> _EXERCISE PROMPT_
List every line below that contains the word "Find". Case counts.

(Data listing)

_ _ _ _

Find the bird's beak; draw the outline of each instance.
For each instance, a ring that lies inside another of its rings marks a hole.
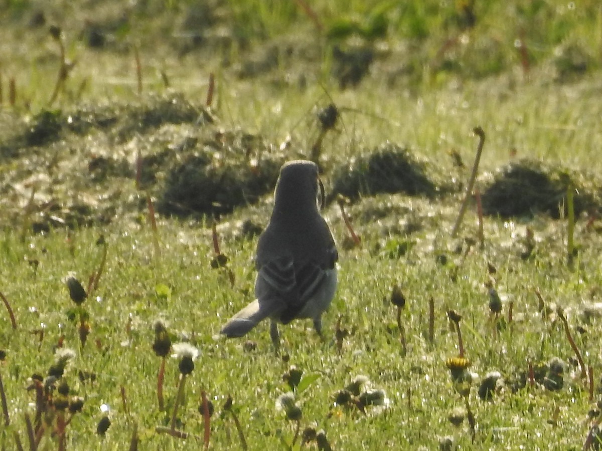
[[[320,177],[318,177],[318,185],[320,186],[320,209],[323,210],[326,205],[326,198],[324,195],[324,185]]]

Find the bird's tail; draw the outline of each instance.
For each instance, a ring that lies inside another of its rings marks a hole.
[[[226,324],[220,333],[228,338],[242,337],[273,313],[269,303],[259,304],[256,299],[240,311],[235,314]]]

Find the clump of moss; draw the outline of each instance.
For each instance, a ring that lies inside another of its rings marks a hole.
[[[450,188],[436,182],[436,178],[427,162],[419,161],[406,147],[386,143],[368,156],[335,170],[329,200],[339,194],[356,200],[381,192],[433,197]]]
[[[569,186],[577,191],[575,214],[600,208],[596,189],[566,169],[528,159],[512,162],[503,168],[483,191],[483,212],[503,218],[546,213],[557,219]]]
[[[257,201],[274,188],[282,161],[246,159],[218,165],[206,154],[191,155],[169,173],[157,204],[163,215],[219,216]]]

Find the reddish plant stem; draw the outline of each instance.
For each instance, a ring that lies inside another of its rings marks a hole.
[[[485,247],[485,237],[483,232],[483,203],[481,202],[481,193],[479,188],[474,188],[474,199],[477,202],[477,217],[479,218],[479,242],[481,249]]]
[[[14,313],[13,312],[13,309],[10,306],[10,304],[8,302],[8,299],[6,298],[6,296],[2,294],[2,292],[0,292],[0,298],[2,298],[2,301],[4,302],[4,305],[6,306],[6,309],[8,311],[8,316],[10,317],[10,324],[13,325],[13,328],[17,328],[17,320],[14,318]]]
[[[573,336],[571,335],[571,330],[568,327],[568,321],[566,321],[566,318],[565,316],[564,313],[561,310],[559,310],[557,313],[558,316],[564,324],[565,333],[566,334],[566,339],[568,340],[568,342],[571,345],[571,348],[573,348],[573,352],[574,352],[575,355],[577,356],[577,361],[579,362],[579,366],[581,367],[581,377],[582,378],[584,378],[587,375],[587,373],[585,364],[583,363],[583,359],[581,357],[581,352],[579,352],[579,349],[577,347],[577,345],[575,344],[575,342],[573,339]]]
[[[129,448],[128,451],[138,451],[138,443],[140,440],[138,438],[138,425],[134,423],[134,429],[132,431],[132,438],[129,440]]]
[[[129,408],[128,407],[128,397],[125,393],[125,387],[121,385],[119,387],[119,391],[121,393],[121,403],[123,407],[123,411],[128,417],[129,416]]]
[[[149,210],[149,221],[150,222],[150,229],[152,230],[152,242],[155,247],[155,254],[158,256],[161,254],[161,248],[159,247],[159,232],[157,228],[155,206],[150,195],[146,196],[146,205]]]
[[[205,449],[209,449],[209,438],[211,432],[211,416],[209,414],[209,403],[207,402],[207,394],[203,390],[200,392],[200,397],[203,402],[203,425],[204,426],[204,435],[203,441],[205,443]]]
[[[347,216],[347,213],[345,212],[345,206],[343,204],[343,201],[340,200],[338,201],[339,208],[341,209],[341,215],[343,216],[343,220],[345,222],[345,226],[347,227],[347,230],[349,231],[349,233],[351,235],[351,239],[353,240],[354,244],[356,246],[359,246],[361,242],[361,239],[359,236],[358,236],[355,232],[353,230],[353,226],[351,224],[351,220],[349,219],[349,216]]]
[[[159,374],[157,376],[157,399],[159,404],[159,410],[163,411],[165,405],[163,403],[163,381],[165,379],[165,357],[161,359],[161,366],[159,367]]]
[[[429,299],[429,342],[432,345],[435,340],[435,299]]]
[[[184,396],[184,384],[186,383],[186,375],[180,373],[180,382],[178,385],[178,393],[176,394],[176,400],[173,403],[173,413],[172,414],[172,422],[170,426],[172,431],[176,429],[176,421],[178,420],[178,408],[182,402]]]
[[[37,444],[34,435],[34,428],[31,425],[31,419],[29,418],[29,414],[26,413],[25,414],[25,428],[27,429],[27,440],[29,443],[29,451],[36,451],[37,449]]]
[[[58,451],[65,451],[67,448],[67,437],[65,435],[65,413],[57,413],[57,435],[58,435]]]
[[[17,103],[17,84],[14,77],[8,79],[8,105],[14,107]]]
[[[219,236],[217,235],[217,226],[215,222],[211,224],[211,238],[213,240],[213,251],[216,255],[220,255]]]
[[[213,103],[213,93],[216,89],[216,76],[213,72],[209,74],[209,87],[207,88],[207,97],[205,101],[206,106],[211,106]]]
[[[303,10],[303,12],[309,17],[310,20],[314,22],[314,25],[315,25],[315,28],[317,28],[318,31],[320,33],[322,32],[322,23],[315,11],[311,8],[305,0],[296,0],[296,1],[297,2],[297,4]]]
[[[188,432],[184,432],[181,431],[172,429],[171,428],[167,428],[164,426],[157,426],[155,428],[155,432],[157,434],[167,434],[176,438],[188,438],[189,436]]]
[[[456,219],[456,224],[454,224],[452,230],[452,236],[455,237],[458,235],[460,229],[460,225],[466,212],[466,209],[468,206],[468,200],[470,198],[470,193],[473,192],[473,188],[474,186],[474,182],[477,179],[477,172],[479,170],[479,163],[481,161],[481,154],[483,153],[483,146],[485,143],[485,132],[480,127],[475,127],[473,131],[474,134],[479,137],[479,146],[477,147],[477,154],[474,157],[474,164],[473,165],[473,170],[470,173],[470,178],[468,179],[468,185],[466,187],[466,194],[464,196],[464,200],[460,206],[460,211],[458,213],[458,219]]]
[[[107,263],[107,253],[108,246],[105,244],[102,245],[102,255],[101,257],[101,263],[98,265],[98,269],[94,273],[90,286],[88,287],[88,296],[92,296],[92,293],[98,288],[98,283],[102,275],[102,272],[105,269],[105,264]]]
[[[402,342],[402,352],[405,355],[408,354],[408,344],[406,342],[406,331],[402,324],[402,308],[397,307],[397,327],[399,328],[399,339]]]
[[[533,371],[533,364],[530,361],[529,363],[529,382],[532,388],[535,386],[535,372]]]
[[[136,152],[136,189],[140,189],[140,180],[142,179],[142,154],[138,149]]]
[[[588,366],[588,376],[589,378],[589,402],[594,402],[594,368],[591,365]]]
[[[19,433],[16,431],[13,431],[14,437],[14,444],[17,447],[17,451],[25,451],[23,449],[23,444],[21,443],[21,438],[19,437]]]
[[[142,95],[142,64],[140,63],[140,54],[138,46],[134,46],[134,60],[136,64],[136,82],[138,87],[138,95]]]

_ _ _ _

> _IN RESPONSE_
Find the bird's beak; draw the outline of each instance.
Find the bird's tail; draw the outline of each instance.
Find the clump of moss; draw the outline of each instance.
Find the reddish plant stem; draw the outline of each instance.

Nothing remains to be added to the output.